##### WORKING DATA #####
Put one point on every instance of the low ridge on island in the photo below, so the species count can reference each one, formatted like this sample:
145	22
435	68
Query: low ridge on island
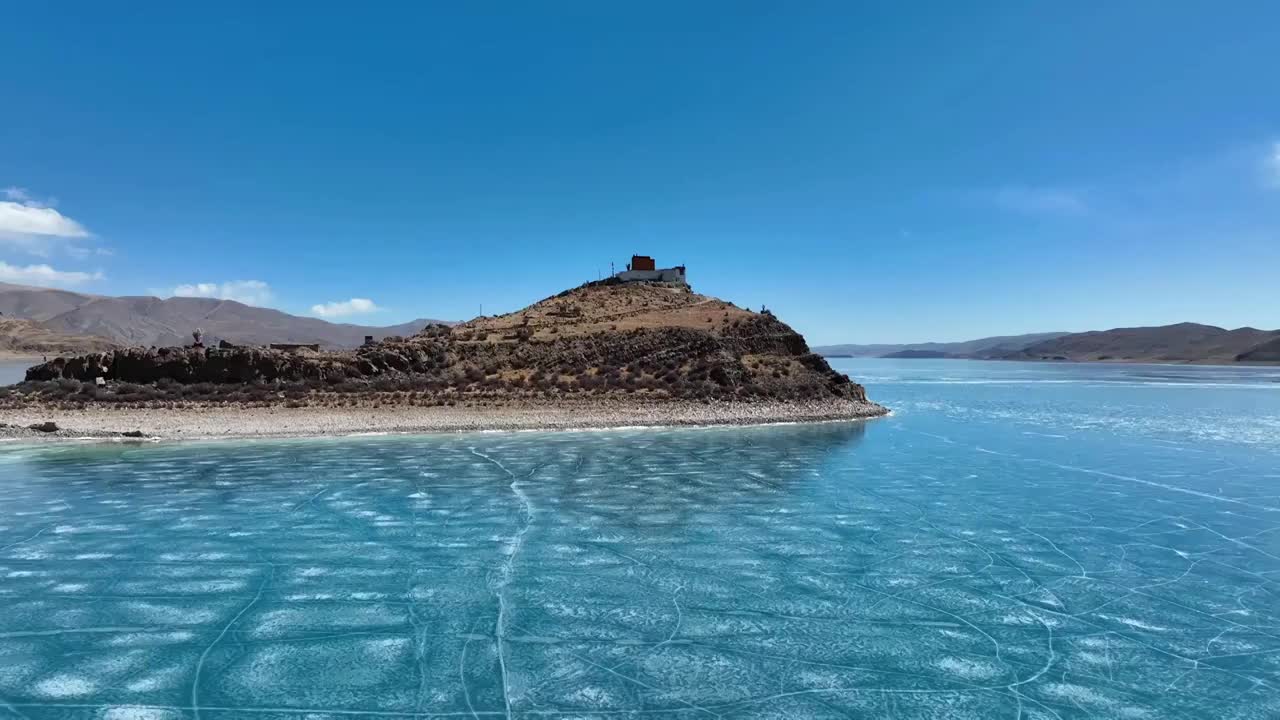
638	349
#####
### STATED GOAL:
Please convert the material above into a Markdown table with the columns Row and Line, one non-blank line per row, and leave the pictures out.

### EXERCISE SOLUTION:
| Row | Line |
|---|---|
| 1 | Put one point on every instance of the low ridge on island in the photo below, so the species count can reference each one, formatted like this sample: |
| 2 | 145	22 |
| 3 | 435	68 |
| 4 | Query: low ridge on island |
| 5 | 638	349 |